● Requirement A: According to the CNN assignment, which two tools are used to replicate the famous ImageNet-winning network architectures?
● Requirement B: Give the number of lines in the rows that contain the string "shirt", treating uppercase and lowercase as different. Reply with the number alone.

In this assignment you will practice in replicating famous Convolutional Neural Network Architectures that won the IMAGENET Challange using Keras and TensorFlow.

The goals of this assignment are as follows:
* understand the architecture advantages
* implement and train LeNet-5 on CIFAR-10
* implement AlexNet
* implement and train small AlexNet on CIFAR-10
* implement ZF-Net
* implement VGG Net
* implement and train small VGG on CIFAR-10
* implement and train small Inception Network on CIFAR-10
* implement and train small Residual Network on CIFAR-10

---
---
#[Part 0] Import Libraries and Load Data

---
## 1 - Import Libraries
Import required libraries

In [None]:
import numpy as np
import tensorflow as tf
import matplotlib.pyplot as plt

from tensorflow.keras import backend as K
from tensorflow.keras import Model
from tensorflow.keras.models import Sequential

from tensorflow.keras.layers import Input
from tensorflow.keras.layers import Dense, Dropout, Activation, Flatten
from tensorflow.keras.layers import Conv2D, MaxPool2D, AveragePooling2D
from tensorflow.keras.layers import BatchNormalization, Dropout, ZeroPadding2D
from tensorflow.keras.layers import GlobalAveragePooling2D

from tensorflow.keras.regularizers import l2

from tensorflow.keras.utils import to_categorical
from tensorflow.keras.utils import plot_model

%matplotlib inline

Write down your Name and Student ID

In [None]:
# ## --- start your code here ----

NIM = ??
Nama = ??

# ## --- end your code here ----

---
## 2 - Load CIFAR-10

In [None]:
(X_train_ori, y_train), (X_test_ori, y_test) = tf.keras.datasets.cifar10.load_data()

Rows from a pointing dataset
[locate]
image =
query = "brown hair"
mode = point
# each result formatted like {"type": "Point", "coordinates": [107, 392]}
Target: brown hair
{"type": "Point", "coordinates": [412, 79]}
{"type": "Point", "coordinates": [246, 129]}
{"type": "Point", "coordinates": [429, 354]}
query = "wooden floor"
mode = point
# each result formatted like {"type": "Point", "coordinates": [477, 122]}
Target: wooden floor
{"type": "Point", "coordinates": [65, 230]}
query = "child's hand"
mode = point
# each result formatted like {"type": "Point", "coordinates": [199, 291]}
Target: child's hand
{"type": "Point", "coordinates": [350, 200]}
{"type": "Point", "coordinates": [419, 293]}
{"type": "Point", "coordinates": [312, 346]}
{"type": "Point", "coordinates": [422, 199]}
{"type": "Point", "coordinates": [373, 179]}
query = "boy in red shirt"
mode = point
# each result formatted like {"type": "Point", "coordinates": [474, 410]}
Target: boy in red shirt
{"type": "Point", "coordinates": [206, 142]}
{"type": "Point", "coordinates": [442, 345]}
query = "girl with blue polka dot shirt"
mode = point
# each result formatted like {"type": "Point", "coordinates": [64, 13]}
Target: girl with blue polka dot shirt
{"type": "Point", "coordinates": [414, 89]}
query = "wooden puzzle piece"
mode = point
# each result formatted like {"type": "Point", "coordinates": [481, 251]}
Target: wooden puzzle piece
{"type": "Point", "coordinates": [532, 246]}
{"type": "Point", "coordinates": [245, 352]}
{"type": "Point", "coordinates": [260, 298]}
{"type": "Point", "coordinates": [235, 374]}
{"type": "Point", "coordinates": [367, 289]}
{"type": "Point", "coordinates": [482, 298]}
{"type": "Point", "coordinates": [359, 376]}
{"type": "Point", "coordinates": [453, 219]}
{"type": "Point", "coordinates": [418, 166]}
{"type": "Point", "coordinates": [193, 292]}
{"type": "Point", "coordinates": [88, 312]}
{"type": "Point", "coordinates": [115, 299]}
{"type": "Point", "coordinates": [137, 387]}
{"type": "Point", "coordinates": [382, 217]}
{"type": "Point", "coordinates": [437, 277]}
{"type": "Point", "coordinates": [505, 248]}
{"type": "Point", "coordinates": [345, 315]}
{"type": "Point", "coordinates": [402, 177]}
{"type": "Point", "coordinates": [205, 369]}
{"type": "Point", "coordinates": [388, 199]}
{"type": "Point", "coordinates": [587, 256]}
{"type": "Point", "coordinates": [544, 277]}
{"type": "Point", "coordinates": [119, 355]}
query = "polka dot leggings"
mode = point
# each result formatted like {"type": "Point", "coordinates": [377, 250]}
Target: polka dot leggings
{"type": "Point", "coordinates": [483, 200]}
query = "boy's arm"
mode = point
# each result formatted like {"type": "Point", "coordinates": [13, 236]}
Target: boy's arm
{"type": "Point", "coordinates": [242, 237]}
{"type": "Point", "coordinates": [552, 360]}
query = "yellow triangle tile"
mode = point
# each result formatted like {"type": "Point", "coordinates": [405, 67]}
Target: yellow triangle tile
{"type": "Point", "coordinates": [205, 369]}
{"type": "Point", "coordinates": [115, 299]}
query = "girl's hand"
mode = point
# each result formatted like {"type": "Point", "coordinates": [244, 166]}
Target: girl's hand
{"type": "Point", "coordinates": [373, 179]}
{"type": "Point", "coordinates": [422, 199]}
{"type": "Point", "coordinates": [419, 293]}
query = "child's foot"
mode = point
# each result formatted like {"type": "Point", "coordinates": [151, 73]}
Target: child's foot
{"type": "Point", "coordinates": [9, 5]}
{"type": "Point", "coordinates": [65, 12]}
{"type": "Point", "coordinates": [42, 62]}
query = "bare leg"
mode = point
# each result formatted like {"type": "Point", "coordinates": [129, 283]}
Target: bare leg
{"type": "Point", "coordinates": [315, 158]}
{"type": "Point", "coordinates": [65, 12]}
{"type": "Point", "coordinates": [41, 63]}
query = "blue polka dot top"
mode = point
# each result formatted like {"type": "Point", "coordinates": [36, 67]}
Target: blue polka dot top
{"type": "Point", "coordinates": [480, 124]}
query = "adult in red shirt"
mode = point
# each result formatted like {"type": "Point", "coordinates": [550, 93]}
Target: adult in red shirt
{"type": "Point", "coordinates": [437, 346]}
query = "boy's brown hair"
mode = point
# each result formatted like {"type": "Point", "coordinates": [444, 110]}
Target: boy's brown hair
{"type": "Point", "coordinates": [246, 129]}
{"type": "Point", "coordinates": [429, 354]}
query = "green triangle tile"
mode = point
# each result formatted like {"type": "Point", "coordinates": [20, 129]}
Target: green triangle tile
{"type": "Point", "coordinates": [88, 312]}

● Worked solution A: Keras and TensorFlow.

● Worked solution B: 6